Written problem: Determine how many lines in the items below contain the word "hand". State only the number.

Record list:
▬▬▬▬▬▬▬▬▬▬

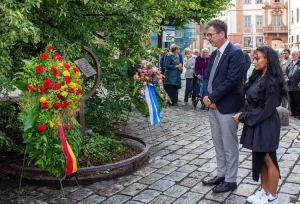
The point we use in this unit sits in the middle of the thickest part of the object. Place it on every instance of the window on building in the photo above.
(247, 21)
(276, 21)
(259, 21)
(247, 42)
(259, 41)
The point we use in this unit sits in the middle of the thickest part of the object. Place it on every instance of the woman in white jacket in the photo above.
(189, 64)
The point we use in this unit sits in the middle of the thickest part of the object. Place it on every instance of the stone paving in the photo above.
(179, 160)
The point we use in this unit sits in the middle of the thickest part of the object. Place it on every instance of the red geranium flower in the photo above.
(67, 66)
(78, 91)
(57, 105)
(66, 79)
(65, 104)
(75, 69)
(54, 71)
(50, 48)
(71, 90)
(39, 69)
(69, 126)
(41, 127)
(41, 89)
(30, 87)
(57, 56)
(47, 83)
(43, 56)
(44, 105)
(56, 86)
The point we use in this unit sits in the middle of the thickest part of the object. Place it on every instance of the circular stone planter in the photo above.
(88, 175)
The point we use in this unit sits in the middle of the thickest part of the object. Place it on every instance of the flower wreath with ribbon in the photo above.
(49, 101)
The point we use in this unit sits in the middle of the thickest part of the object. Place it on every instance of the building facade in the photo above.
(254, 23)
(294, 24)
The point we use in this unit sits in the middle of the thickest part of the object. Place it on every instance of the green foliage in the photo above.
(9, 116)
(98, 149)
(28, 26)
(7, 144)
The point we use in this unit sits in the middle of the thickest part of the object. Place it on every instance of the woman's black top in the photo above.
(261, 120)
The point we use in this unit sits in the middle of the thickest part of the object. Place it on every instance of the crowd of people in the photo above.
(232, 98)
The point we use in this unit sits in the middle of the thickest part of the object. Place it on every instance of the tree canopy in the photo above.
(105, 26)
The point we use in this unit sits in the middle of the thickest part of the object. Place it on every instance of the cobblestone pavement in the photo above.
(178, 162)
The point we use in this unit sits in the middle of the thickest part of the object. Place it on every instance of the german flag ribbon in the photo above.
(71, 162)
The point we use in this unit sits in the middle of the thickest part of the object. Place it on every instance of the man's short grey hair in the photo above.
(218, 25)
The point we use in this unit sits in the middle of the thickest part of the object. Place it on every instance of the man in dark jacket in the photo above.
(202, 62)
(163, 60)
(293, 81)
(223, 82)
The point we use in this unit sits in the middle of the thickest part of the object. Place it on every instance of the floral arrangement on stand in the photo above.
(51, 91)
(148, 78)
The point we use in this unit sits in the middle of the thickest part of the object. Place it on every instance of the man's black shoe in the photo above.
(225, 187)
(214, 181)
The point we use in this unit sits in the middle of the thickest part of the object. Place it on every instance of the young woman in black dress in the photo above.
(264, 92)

▬▬▬▬▬▬▬▬▬▬

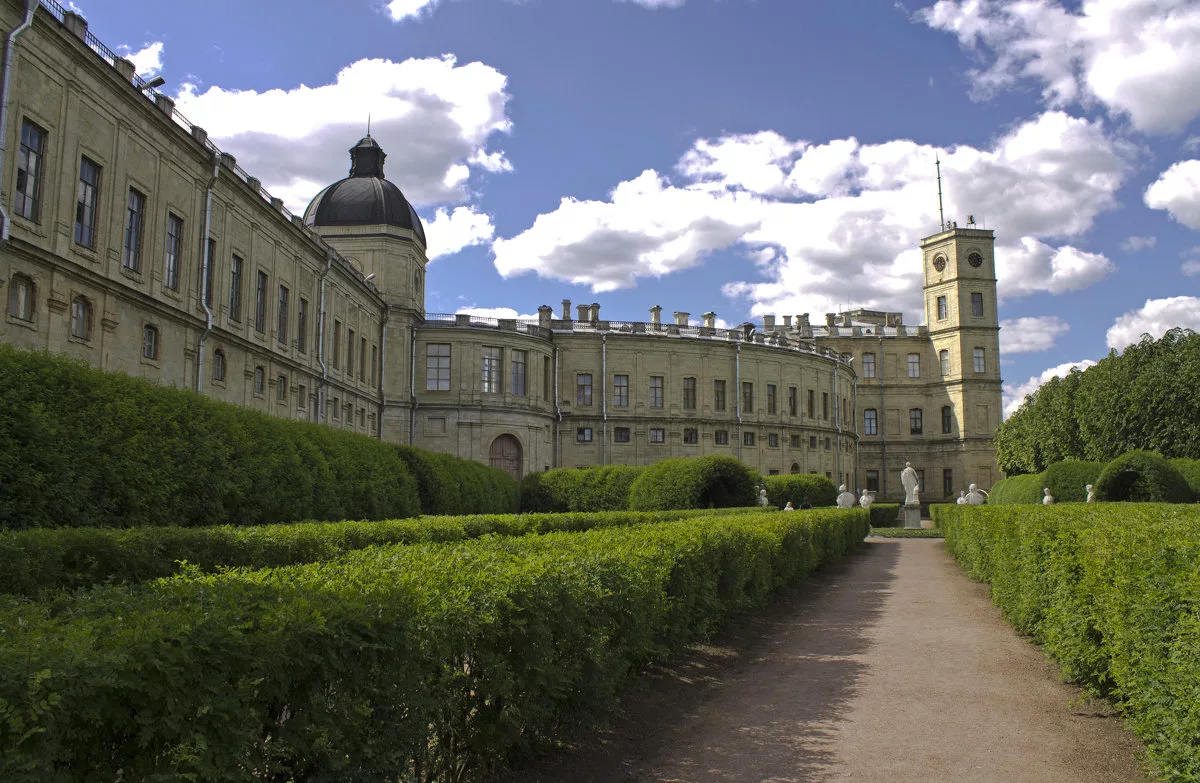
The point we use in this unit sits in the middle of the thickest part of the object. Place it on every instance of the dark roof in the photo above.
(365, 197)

▬▬▬▬▬▬▬▬▬▬

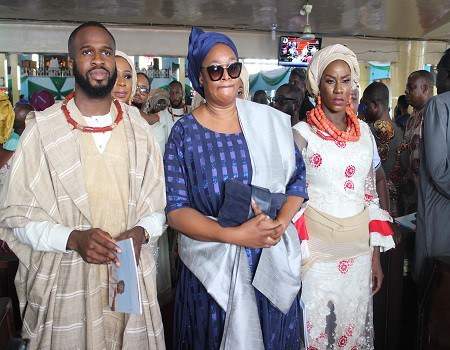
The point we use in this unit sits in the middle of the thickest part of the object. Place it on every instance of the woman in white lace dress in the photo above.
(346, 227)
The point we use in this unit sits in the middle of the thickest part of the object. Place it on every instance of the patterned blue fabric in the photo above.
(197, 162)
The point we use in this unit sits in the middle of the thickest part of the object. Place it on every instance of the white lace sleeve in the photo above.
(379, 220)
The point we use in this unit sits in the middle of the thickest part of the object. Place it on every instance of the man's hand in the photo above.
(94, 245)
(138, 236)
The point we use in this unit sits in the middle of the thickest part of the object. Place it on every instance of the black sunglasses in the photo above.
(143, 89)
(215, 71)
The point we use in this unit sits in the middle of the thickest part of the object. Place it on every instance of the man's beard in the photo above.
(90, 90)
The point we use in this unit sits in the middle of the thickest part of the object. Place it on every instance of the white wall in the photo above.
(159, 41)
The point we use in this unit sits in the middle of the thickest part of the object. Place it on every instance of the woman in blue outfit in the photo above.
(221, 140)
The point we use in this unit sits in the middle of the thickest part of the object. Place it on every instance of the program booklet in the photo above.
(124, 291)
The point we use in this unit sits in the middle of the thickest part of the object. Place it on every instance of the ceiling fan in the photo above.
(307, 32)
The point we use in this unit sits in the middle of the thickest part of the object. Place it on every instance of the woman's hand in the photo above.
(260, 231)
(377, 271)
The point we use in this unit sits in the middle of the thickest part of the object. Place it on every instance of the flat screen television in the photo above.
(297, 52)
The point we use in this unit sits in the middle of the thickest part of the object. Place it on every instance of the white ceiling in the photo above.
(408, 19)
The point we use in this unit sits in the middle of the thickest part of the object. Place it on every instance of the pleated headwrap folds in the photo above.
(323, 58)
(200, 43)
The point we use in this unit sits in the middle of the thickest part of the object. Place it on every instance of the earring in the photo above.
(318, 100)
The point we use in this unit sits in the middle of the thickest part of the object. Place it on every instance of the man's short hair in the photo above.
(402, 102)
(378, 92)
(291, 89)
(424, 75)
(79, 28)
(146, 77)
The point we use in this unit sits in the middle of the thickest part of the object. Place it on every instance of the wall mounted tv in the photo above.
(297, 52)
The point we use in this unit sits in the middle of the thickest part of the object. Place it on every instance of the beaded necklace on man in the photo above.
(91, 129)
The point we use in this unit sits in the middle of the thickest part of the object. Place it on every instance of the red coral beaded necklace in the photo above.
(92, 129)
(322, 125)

▬▬▬▬▬▬▬▬▬▬

Response to this exercise: 2